- _PASSAGE PROVIDED_
Funding Support: This study was supported by Grifols Shared Services of North America, Inc.
Date of Acceptance: November 19, 2024 | Publication Online Date: December 4, 2024
Abbreviations: AAT=alpha-1 antitrypsin; AATD=alpha-1 antitrypsin deficiency; COPD=chronic obstructive pulmonary disease; SERPINA1=Serpin family A member 1; RWD=real-world data; EHR=electronic health records; ICD-9/10=International Classification of Diseases, Ninth and Tenths Revisions; XGBOOST=extreme gradient boosting; AUC=area under the curve; ROC=receiver operating characteristic; SHAP=Shapley additive explanations
Citation: Pfeffer DN, Dhakne R, El Massad O, et al. Improving the likelihood of identifying alpha-1 antitrypsin deficiency among patients with COPD: a novel predictive model using real-world data. Chronic Obstr Pulm Dis. 2025; 12(1): 1-11. doi: http://doi.org/10.15326/jcopdf.2023.0491
Online Supplemental Material: Read Online Supplemental Material (429KB)
Note: A portion of this work was presented as an abstract at the CHEST 2022 Annual Meeting in Nashville, Tennessee.

- _INPUT DATA_
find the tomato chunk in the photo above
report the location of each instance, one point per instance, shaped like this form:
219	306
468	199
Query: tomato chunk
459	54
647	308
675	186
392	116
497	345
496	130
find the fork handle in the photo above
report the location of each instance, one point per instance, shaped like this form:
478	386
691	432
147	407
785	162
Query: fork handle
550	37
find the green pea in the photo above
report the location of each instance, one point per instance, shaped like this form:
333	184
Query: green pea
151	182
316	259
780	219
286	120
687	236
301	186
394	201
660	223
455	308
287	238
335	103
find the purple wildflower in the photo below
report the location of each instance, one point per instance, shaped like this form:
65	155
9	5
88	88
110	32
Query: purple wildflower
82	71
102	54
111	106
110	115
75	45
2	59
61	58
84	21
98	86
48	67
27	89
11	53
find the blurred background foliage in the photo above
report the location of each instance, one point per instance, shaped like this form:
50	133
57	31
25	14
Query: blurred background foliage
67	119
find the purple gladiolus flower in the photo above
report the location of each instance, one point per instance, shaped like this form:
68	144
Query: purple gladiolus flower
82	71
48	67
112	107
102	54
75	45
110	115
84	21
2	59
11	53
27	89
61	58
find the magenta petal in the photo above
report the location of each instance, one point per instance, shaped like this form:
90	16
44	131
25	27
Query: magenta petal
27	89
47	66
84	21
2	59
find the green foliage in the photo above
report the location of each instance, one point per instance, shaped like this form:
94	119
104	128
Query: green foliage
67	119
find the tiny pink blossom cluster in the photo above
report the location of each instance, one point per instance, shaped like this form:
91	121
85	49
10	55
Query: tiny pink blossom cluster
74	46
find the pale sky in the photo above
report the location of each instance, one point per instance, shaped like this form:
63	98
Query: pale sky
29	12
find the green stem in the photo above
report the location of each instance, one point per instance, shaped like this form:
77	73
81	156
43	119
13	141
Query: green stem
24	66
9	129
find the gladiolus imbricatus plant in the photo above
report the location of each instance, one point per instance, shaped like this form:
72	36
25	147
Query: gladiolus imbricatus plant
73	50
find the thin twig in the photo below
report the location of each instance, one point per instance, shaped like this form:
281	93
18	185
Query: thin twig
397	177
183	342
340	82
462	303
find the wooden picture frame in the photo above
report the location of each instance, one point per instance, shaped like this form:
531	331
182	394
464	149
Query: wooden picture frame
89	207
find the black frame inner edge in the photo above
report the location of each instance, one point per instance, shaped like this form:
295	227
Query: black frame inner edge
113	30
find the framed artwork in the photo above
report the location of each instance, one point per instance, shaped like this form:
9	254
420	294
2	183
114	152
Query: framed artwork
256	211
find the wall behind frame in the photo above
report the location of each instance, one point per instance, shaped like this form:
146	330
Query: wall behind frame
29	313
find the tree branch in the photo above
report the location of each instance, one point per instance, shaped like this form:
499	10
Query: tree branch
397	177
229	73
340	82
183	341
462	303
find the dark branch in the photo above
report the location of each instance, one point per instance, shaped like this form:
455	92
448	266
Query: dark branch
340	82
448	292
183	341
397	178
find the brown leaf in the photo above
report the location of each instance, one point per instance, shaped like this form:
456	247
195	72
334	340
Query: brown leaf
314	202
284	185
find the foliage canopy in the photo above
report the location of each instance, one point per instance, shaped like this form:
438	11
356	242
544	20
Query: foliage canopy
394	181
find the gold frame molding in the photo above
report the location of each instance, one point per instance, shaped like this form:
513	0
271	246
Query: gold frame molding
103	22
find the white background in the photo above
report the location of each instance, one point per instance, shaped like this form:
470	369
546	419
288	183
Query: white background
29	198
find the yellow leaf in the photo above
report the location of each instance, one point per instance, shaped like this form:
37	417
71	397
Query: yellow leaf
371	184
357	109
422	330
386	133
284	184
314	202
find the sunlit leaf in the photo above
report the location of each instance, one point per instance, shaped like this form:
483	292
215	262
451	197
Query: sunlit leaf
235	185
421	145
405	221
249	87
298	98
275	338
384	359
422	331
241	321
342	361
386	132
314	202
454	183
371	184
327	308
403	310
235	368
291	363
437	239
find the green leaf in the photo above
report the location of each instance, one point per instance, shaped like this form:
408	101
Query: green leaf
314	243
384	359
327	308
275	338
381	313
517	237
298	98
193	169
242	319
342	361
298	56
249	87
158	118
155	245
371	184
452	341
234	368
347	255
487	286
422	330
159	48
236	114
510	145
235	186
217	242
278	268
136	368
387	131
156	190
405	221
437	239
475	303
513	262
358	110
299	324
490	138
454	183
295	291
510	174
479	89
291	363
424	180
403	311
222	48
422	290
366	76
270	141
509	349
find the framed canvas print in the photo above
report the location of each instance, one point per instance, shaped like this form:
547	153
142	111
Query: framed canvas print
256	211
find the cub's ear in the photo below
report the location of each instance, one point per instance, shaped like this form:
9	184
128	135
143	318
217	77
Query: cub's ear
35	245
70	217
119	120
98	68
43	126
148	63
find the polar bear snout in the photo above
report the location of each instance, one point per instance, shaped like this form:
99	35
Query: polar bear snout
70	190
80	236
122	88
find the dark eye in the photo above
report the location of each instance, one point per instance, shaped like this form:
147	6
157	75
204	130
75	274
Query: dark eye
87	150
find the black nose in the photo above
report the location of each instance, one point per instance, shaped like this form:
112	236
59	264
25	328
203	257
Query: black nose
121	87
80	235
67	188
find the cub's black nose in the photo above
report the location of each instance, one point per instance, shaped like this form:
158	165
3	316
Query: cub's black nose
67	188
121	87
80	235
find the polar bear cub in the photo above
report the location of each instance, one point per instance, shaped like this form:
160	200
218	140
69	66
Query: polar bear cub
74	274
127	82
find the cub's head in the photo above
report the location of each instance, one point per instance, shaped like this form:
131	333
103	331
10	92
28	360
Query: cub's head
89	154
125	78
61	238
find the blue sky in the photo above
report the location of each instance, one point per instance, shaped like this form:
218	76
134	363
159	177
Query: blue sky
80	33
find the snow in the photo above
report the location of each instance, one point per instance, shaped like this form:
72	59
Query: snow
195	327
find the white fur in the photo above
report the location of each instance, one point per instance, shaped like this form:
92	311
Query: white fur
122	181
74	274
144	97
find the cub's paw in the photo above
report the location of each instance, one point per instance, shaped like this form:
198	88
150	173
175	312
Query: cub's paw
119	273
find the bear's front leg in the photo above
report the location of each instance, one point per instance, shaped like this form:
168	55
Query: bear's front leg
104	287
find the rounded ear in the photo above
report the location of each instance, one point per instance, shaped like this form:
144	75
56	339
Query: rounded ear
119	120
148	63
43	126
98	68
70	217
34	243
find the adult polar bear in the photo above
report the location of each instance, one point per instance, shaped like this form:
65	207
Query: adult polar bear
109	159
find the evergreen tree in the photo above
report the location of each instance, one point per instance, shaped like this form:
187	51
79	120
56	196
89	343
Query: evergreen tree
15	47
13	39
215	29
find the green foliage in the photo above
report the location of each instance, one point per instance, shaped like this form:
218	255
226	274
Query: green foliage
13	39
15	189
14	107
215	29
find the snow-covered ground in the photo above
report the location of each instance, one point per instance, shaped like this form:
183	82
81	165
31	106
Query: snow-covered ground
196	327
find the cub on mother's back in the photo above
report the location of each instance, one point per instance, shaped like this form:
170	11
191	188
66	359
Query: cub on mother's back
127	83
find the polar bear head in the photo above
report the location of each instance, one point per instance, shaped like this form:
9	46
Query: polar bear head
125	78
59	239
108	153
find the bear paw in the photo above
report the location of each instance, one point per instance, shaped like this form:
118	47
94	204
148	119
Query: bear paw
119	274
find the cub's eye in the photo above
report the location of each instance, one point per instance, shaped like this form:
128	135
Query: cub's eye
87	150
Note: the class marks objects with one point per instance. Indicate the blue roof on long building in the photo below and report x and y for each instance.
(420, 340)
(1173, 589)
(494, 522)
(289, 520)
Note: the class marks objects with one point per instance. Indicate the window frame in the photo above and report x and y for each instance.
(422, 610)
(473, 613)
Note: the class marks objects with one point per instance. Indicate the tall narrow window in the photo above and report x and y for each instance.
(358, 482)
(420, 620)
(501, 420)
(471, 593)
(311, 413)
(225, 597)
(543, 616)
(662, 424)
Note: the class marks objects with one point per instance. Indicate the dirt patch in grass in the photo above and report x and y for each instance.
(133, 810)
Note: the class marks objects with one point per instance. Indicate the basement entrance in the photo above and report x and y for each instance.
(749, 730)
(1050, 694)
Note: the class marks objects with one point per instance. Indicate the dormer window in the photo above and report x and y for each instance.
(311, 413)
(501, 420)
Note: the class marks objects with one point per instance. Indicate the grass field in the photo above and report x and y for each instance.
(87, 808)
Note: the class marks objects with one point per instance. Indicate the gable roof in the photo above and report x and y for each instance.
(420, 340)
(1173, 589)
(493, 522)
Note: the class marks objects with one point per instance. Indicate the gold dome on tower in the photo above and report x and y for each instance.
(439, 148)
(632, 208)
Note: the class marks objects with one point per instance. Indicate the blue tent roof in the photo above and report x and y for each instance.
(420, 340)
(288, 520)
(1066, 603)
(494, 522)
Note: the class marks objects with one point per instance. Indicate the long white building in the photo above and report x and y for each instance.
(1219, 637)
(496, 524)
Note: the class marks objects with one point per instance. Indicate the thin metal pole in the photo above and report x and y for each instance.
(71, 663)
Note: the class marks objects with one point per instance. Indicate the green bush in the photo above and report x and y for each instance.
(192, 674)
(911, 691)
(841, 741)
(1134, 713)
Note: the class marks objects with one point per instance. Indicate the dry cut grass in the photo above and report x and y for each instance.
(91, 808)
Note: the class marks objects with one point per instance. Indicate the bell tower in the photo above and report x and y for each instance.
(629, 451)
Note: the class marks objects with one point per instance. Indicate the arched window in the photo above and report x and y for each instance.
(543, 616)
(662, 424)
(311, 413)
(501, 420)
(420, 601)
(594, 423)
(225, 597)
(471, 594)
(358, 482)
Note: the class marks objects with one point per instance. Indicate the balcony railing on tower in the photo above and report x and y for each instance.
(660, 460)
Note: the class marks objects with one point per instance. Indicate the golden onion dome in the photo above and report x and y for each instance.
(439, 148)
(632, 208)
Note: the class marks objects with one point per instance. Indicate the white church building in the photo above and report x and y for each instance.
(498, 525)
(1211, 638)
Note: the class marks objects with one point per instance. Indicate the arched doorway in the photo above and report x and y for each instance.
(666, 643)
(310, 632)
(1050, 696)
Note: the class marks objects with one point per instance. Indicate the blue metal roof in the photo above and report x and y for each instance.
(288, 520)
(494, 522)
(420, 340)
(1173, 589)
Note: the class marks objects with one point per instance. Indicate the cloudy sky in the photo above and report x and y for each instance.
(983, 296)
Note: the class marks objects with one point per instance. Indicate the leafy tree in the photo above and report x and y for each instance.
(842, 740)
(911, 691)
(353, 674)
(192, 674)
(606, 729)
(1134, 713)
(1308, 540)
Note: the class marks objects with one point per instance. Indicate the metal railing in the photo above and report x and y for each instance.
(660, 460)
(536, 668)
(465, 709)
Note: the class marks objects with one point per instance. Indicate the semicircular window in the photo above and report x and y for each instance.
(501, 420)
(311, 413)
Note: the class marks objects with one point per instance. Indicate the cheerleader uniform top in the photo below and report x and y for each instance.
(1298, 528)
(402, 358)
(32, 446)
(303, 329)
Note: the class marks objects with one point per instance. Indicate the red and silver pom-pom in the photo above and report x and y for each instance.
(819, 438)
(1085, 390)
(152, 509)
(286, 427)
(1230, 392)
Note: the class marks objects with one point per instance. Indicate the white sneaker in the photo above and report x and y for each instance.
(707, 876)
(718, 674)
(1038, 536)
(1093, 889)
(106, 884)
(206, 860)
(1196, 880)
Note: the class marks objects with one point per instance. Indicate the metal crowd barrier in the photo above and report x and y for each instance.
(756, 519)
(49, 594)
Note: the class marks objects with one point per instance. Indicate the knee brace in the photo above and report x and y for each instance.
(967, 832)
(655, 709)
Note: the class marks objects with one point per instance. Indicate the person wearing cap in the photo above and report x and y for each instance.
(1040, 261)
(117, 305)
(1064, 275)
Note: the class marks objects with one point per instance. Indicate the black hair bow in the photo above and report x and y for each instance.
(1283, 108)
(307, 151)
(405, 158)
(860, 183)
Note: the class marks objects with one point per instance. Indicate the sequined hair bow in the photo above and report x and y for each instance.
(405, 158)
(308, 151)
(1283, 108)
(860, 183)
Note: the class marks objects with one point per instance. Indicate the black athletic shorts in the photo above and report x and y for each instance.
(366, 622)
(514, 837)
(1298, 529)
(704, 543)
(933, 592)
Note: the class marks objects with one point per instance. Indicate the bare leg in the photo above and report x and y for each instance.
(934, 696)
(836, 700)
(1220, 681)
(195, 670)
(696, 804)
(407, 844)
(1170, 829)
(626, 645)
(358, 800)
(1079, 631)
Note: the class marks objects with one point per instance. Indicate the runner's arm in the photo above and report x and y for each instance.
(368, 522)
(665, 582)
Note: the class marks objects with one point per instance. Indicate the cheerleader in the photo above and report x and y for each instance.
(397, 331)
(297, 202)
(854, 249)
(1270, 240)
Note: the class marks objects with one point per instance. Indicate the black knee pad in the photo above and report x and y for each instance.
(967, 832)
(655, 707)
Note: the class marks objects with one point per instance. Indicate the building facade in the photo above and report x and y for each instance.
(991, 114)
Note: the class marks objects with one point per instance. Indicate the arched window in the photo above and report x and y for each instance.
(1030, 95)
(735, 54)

- _INSTRUCTIONS FOR THE TASK_
Write out the article details again, starting at "Date of Acceptance: November" and ending at "Supplemental Material (429KB)", and switch "real-world data" to "observational data". The material is not used in any task.

- _RESPONSE TO THIS EXERCISE_
Date of Acceptance: November 19, 2024 | Publication Online Date: December 4, 2024
Abbreviations: AAT=alpha-1 antitrypsin; AATD=alpha-1 antitrypsin deficiency; COPD=chronic obstructive pulmonary disease; SERPINA1=Serpin family A member 1; RWD=observational data; EHR=electronic health records; ICD-9/10=International Classification of Diseases, Ninth and Tenths Revisions; XGBOOST=extreme gradient boosting; AUC=area under the curve; ROC=receiver operating characteristic; SHAP=Shapley additive explanations
Citation: Pfeffer DN, Dhakne R, El Massad O, et al. Improving the likelihood of identifying alpha-1 antitrypsin deficiency among patients with COPD: a novel predictive model using observational data. Chronic Obstr Pulm Dis. 2025; 12(1): 1-11. doi: http://doi.org/10.15326/jcopdf.2023.0491
Online Supplemental Material: Read Online Supplemental Material (429KB)